> [Work request]: Quote, without any change, the line that contains "Target: giant snow sculpture" and all lines that follow it to the end of the data below.
[Source records]
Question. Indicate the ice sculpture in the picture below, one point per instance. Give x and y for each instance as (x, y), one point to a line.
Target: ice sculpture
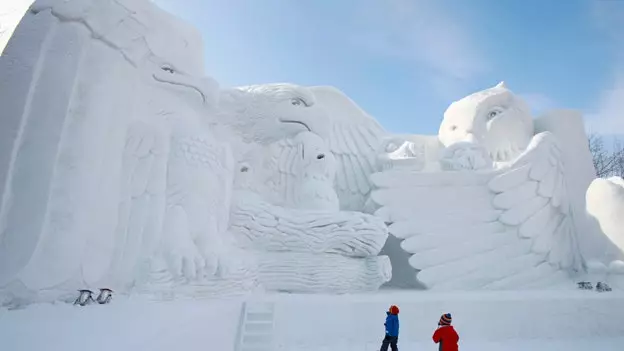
(605, 202)
(502, 217)
(286, 209)
(109, 177)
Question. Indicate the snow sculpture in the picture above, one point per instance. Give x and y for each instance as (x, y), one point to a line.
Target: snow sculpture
(110, 178)
(605, 202)
(268, 113)
(286, 209)
(494, 118)
(508, 224)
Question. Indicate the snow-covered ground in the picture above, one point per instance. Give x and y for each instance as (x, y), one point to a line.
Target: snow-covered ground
(556, 320)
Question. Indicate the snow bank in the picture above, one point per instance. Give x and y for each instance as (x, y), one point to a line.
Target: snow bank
(578, 320)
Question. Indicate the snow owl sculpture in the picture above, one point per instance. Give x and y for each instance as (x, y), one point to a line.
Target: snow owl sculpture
(126, 153)
(316, 174)
(506, 227)
(495, 118)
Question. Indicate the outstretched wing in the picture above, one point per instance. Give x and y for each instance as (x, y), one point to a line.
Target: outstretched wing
(506, 228)
(140, 210)
(354, 138)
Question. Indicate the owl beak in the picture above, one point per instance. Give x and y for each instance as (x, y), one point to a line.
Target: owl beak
(470, 137)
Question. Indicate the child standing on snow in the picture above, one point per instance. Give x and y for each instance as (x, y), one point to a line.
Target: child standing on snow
(446, 335)
(392, 329)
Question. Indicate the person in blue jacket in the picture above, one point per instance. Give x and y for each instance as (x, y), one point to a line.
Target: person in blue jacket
(392, 329)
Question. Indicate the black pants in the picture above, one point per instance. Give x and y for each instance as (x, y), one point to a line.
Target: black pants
(389, 341)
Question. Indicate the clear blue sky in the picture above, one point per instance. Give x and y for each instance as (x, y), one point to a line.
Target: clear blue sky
(404, 61)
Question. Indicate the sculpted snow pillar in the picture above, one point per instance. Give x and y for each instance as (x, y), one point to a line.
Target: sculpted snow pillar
(97, 91)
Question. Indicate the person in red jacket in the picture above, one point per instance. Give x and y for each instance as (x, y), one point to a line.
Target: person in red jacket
(446, 335)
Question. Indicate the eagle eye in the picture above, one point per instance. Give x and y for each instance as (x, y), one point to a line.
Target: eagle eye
(298, 102)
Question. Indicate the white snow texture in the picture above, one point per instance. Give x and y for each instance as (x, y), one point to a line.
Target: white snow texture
(122, 165)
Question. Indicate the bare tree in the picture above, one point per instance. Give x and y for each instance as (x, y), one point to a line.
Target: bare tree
(607, 162)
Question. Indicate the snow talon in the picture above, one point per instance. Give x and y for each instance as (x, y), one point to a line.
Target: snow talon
(85, 297)
(602, 287)
(585, 285)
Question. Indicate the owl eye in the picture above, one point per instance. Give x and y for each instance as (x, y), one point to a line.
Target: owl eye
(168, 69)
(493, 114)
(297, 102)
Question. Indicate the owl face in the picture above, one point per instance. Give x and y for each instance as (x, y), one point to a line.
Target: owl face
(494, 118)
(316, 158)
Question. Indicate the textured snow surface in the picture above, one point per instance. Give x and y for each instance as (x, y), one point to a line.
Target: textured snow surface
(485, 321)
(11, 12)
(605, 203)
(123, 165)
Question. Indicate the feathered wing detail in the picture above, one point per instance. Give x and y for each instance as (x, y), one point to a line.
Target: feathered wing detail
(199, 190)
(505, 228)
(140, 211)
(354, 138)
(541, 209)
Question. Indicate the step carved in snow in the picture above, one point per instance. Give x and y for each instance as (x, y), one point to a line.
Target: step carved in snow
(255, 330)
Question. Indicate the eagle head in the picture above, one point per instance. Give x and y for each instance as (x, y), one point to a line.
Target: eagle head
(270, 112)
(495, 118)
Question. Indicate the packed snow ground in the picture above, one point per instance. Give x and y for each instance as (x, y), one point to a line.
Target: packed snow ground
(556, 320)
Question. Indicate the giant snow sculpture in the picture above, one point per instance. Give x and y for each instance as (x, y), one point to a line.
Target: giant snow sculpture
(498, 211)
(285, 207)
(109, 177)
(605, 202)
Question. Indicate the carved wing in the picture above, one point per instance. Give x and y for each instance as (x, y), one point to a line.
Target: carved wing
(140, 211)
(354, 138)
(507, 228)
[/Source records]
> [Reply]:
Target: giant snow sculpture
(498, 211)
(285, 207)
(109, 177)
(605, 202)
Question. Indicate the carved wing in the picture above, one point per instance. Give x and y for each instance as (x, y), one point to a line.
Target: carved wing
(140, 211)
(354, 138)
(507, 228)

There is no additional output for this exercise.